[start RECORDS TO PROCESS]

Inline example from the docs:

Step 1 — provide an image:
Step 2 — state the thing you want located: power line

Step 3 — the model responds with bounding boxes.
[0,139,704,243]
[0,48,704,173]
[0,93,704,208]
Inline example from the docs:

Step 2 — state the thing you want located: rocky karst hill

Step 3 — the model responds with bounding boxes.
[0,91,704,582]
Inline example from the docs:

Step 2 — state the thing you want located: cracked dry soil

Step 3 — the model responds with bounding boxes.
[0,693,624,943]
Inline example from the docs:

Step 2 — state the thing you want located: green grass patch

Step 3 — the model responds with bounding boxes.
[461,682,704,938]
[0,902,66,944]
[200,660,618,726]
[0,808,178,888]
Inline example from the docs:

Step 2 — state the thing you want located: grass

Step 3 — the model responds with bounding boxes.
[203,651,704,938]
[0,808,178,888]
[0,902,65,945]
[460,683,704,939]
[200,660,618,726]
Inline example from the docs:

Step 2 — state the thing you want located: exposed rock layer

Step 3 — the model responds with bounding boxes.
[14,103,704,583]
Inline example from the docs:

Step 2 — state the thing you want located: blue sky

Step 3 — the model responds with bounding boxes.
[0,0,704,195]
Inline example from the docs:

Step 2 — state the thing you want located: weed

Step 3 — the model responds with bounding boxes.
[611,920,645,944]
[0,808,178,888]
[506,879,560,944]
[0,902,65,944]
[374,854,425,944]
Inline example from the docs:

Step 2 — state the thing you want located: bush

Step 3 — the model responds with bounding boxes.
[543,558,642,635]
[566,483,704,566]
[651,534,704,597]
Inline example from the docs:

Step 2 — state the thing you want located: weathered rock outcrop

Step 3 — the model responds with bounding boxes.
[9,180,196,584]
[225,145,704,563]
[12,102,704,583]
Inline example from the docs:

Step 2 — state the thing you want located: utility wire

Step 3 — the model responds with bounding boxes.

[end RECORDS TO PROCESS]

- WHAT TO PRODUCE
Copy out every line of the items, from the start through the line containing "[14,103,704,583]", and shift each bounding-box coordinate by adding 124 to it.

- EXERCISE RESPONSE
Inline example from the docs:

Step 1 — provide an image:
Step 2 — state the thing you want located: power line

Step 3 — the model responds with bounding boxes.
[124,263,828,367]
[124,172,828,297]
[124,217,828,332]
Inline example from the docs:

Step 2 — state the thing you want located: rocky karst hill

Step 3 — the model responds with bounding boxes.
[124,215,828,706]
Inline example from the docs:

Step 2 — state the thing you want located: cracked dry soil

Step 3 — the model responds with bounding boxes.
[124,817,748,1067]
Inline example from the docs:

Step 2 — state the thing you want located: green grass patch

Step 3 — the model responds with bounding boxes.
[585,806,828,1062]
[124,1026,190,1068]
[324,784,742,850]
[124,932,302,1012]
Inline example from the docs:

Step 2 — state the thing you want located: grass

Step 3 — the model responds with bounding boxes.
[327,775,828,1062]
[124,932,302,1012]
[124,1026,189,1069]
[584,807,828,1063]
[324,784,742,850]
Inline example from the docs:

Step 2 — state the thing you want located: exposed rock layer

Step 3 — the model responds with bounding boxes.
[138,227,828,707]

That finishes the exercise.